▸ **Task statement**: Starting at the line that holds "Make sure each instance of the person walking", copy every line exactly through the end of the data, and no others.

▸ **Dataset entries**:
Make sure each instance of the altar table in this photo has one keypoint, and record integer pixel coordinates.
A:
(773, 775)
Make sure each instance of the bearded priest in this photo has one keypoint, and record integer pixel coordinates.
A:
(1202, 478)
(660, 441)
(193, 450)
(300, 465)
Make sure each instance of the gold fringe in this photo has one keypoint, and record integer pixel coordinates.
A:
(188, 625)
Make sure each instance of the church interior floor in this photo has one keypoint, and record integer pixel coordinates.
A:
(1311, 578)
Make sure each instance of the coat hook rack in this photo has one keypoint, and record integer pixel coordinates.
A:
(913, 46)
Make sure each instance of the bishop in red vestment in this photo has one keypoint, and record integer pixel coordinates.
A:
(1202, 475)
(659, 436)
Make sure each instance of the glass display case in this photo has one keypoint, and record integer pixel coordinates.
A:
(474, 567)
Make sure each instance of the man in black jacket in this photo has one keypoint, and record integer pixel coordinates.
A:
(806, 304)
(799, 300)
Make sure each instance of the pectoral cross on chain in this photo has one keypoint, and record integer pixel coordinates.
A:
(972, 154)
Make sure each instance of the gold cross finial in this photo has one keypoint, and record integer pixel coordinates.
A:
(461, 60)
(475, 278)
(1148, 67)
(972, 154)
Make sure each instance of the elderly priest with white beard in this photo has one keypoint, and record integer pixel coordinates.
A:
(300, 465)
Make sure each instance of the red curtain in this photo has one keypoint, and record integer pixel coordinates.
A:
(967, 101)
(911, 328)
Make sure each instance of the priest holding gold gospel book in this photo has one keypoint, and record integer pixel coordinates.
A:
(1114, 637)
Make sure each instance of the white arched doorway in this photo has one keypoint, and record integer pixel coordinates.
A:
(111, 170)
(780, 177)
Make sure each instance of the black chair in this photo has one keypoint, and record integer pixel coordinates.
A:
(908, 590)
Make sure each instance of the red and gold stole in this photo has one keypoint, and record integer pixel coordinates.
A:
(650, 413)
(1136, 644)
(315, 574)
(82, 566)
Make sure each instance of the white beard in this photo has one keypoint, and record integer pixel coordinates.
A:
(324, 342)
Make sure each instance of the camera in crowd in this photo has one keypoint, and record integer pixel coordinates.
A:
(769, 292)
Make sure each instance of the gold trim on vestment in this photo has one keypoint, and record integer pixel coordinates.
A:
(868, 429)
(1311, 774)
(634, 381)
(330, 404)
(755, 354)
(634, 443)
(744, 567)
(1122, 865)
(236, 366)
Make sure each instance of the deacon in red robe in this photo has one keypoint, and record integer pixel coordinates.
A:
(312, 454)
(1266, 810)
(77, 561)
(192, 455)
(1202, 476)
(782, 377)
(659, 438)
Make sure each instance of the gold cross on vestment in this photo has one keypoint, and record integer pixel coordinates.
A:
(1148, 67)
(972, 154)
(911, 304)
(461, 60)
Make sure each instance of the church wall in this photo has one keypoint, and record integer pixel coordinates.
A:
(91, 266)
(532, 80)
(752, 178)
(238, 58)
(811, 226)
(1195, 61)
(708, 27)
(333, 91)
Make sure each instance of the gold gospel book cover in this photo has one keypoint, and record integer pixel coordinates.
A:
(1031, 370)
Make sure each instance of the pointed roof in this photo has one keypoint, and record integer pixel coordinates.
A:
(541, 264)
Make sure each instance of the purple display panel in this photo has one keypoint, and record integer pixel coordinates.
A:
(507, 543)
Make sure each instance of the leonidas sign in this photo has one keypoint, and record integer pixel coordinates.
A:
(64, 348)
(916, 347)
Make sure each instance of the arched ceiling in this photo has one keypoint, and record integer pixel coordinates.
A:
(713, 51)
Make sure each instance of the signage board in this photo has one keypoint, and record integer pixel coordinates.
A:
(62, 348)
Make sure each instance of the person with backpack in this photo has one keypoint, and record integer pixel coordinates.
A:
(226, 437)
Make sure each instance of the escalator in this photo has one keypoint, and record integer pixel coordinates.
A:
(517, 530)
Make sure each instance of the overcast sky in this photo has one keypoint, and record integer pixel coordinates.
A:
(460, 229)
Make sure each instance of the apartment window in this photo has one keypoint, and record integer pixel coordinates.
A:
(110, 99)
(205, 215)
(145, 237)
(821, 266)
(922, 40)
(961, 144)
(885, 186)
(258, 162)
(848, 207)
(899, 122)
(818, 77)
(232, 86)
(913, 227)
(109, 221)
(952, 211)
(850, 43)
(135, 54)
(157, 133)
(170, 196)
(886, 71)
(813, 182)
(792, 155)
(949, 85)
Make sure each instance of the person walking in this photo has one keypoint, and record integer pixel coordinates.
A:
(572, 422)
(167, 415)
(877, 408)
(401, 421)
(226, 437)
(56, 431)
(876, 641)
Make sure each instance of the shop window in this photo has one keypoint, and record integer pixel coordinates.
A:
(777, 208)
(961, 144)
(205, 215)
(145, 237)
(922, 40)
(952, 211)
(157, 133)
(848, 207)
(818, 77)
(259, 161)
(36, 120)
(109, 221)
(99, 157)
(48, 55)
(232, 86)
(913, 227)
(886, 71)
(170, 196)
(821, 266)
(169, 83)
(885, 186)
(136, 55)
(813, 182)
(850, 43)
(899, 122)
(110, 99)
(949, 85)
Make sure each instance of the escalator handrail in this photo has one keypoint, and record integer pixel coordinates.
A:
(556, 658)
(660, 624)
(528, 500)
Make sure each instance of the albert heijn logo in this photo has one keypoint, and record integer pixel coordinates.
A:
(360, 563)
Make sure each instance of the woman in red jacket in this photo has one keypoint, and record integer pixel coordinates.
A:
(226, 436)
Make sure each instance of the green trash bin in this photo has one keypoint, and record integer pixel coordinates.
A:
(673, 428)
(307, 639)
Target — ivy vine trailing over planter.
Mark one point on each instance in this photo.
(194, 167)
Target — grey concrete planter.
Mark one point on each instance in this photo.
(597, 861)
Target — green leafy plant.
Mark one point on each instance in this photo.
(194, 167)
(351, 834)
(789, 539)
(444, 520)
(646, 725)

▸ **Answer to the task**:
Make sure each instance of the person walking in this photo has one keypoint, and record integer pixel coordinates.
A:
(572, 422)
(167, 415)
(877, 408)
(401, 421)
(226, 437)
(56, 431)
(876, 641)
Make sure each instance of the shop window in this photo has one keypoint, and record integer pixel coordinates.
A:
(777, 208)
(961, 144)
(205, 215)
(145, 237)
(922, 40)
(952, 211)
(157, 133)
(848, 207)
(818, 77)
(259, 161)
(36, 120)
(109, 221)
(99, 157)
(48, 55)
(232, 86)
(913, 227)
(886, 71)
(170, 196)
(821, 266)
(169, 83)
(885, 186)
(136, 55)
(813, 182)
(850, 43)
(899, 122)
(110, 99)
(949, 85)
Make sure each instance of the escalator handrail in this photo has one keypoint, and record integer pixel coordinates.
A:
(556, 658)
(660, 624)
(528, 500)
Make sure each instance of the albert heijn logo in this photo has one keypoint, and record integer pixel coordinates.
A:
(360, 563)
Make sure each instance of the woman in red jacket in this photo has one keypoint, and record integer pixel coordinates.
A:
(226, 436)
Make sure each instance of the green trash bin in this photo has one keypoint, and record integer pixel coordinates.
A:
(673, 428)
(307, 639)
Target — ivy vine trailing over planter.
Mark one point on each instance in this photo.
(194, 167)
Target — grey concrete planter.
Mark one point on each instance in this photo.
(597, 861)
Target — green leafy plant.
Mark one point on each instance in this photo.
(194, 167)
(351, 834)
(789, 539)
(444, 520)
(646, 725)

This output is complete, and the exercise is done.